- **Work to complete**
Copy out every one of the following lines word for word, with each character and line break left unchanged.

- **Data for processing**
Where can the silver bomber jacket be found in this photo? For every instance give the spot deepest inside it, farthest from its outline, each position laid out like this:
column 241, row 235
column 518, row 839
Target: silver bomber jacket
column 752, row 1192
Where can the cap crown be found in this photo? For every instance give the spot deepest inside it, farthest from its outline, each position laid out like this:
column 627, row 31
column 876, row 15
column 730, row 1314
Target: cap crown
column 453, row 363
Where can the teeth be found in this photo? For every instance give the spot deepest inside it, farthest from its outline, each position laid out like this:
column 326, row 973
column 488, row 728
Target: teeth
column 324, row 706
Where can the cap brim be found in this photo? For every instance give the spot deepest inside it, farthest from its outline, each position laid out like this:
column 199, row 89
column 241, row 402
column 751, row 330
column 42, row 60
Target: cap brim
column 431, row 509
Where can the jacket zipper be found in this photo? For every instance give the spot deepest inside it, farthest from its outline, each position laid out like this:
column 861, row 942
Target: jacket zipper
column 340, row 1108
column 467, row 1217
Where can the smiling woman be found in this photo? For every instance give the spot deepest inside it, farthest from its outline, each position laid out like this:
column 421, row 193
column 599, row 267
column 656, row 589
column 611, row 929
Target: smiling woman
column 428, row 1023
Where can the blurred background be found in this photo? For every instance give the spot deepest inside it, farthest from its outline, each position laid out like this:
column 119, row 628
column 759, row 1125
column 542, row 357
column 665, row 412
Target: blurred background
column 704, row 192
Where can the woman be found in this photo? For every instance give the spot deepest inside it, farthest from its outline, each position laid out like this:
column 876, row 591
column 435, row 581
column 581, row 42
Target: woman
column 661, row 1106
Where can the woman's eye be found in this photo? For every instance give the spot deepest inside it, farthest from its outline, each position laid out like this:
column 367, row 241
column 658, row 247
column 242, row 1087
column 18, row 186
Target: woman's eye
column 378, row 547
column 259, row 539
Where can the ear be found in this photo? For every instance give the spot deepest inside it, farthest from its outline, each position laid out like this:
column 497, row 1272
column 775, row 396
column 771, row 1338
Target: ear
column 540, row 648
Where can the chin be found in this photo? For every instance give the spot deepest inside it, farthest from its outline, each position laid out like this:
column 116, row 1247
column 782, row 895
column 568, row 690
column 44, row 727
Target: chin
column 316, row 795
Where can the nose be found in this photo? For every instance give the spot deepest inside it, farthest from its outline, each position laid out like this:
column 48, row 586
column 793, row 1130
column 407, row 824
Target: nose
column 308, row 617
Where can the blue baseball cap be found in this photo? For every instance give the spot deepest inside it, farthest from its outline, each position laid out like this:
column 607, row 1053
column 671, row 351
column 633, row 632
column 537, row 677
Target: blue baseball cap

- **The response**
Where can the silver bomber jacket be found in this photo? For every instance give the spot deepest inside it, farthest from its outline, each position laid out like this:
column 241, row 235
column 518, row 839
Target: silver bomber jacket
column 752, row 1192
Where can the cap crown be found in this photo? For every instance give the spot deepest inside it, farthest from its outline, each position laid out like this:
column 627, row 31
column 876, row 15
column 730, row 1314
Target: cap crown
column 453, row 363
Where can the teeth be found in this photo? For every instance give the spot deepest inside it, farthest from its outline, each position laid out like this:
column 326, row 973
column 488, row 728
Target: teeth
column 324, row 706
Where can the cap brim be found in this photo? For every instance give the spot deepest inside it, farthest from its outline, each position laid out like this:
column 199, row 89
column 241, row 402
column 751, row 330
column 42, row 60
Target: cap brim
column 431, row 509
Where can the jacket zipper be found in this photo? For every instance give the spot deepest inside it, farthest from its outline, each position laid out like this:
column 861, row 942
Target: jacket zipper
column 340, row 1108
column 467, row 1217
Where can the smiling woman be found in this photo? For every instance give the spot deepest inside it, farthest from its outline, each position laid out like this:
column 421, row 193
column 599, row 267
column 656, row 589
column 611, row 929
Target: smiling woman
column 428, row 1023
Where can the blurred background be found in this photo? For every instance give the spot deepest inside it, farthest from its outline, each position laid out like this:
column 119, row 628
column 759, row 1125
column 542, row 357
column 665, row 412
Target: blurred background
column 704, row 192
Where can the woman be found in this photo? For every instance give the spot deepest inside it, farthest from its outline, each position laid out like this:
column 876, row 591
column 435, row 581
column 581, row 42
Target: woman
column 661, row 1106
Where can the woman's eye be found in this photo? For every instance give the spot deepest inside it, farthest from its outline, each position laid out like this:
column 367, row 241
column 658, row 247
column 242, row 1087
column 18, row 186
Target: woman's eye
column 378, row 547
column 259, row 539
Where can the ear be found in this photo? For every instance give the spot deepest inside it, farthest from its outline, each position laid out like this:
column 497, row 1272
column 775, row 396
column 771, row 1338
Target: ear
column 540, row 648
Where can the chin be found in this photo? For every instance give the spot deepest inside it, farthest from its outline, each position laid out like this:
column 116, row 1247
column 782, row 895
column 568, row 690
column 44, row 727
Target: chin
column 316, row 795
Where can the nose be found in this photo? For every instance give the spot deepest inside it, farthest from its outline, each position laid out like this:
column 48, row 586
column 793, row 1130
column 407, row 824
Target: nose
column 308, row 617
Where can the blue baseball cap be found in this photo? For every instance give the spot deepest inside it, farthest from its outline, each position laid out like this:
column 607, row 1053
column 671, row 351
column 633, row 632
column 537, row 677
Target: blue baseball cap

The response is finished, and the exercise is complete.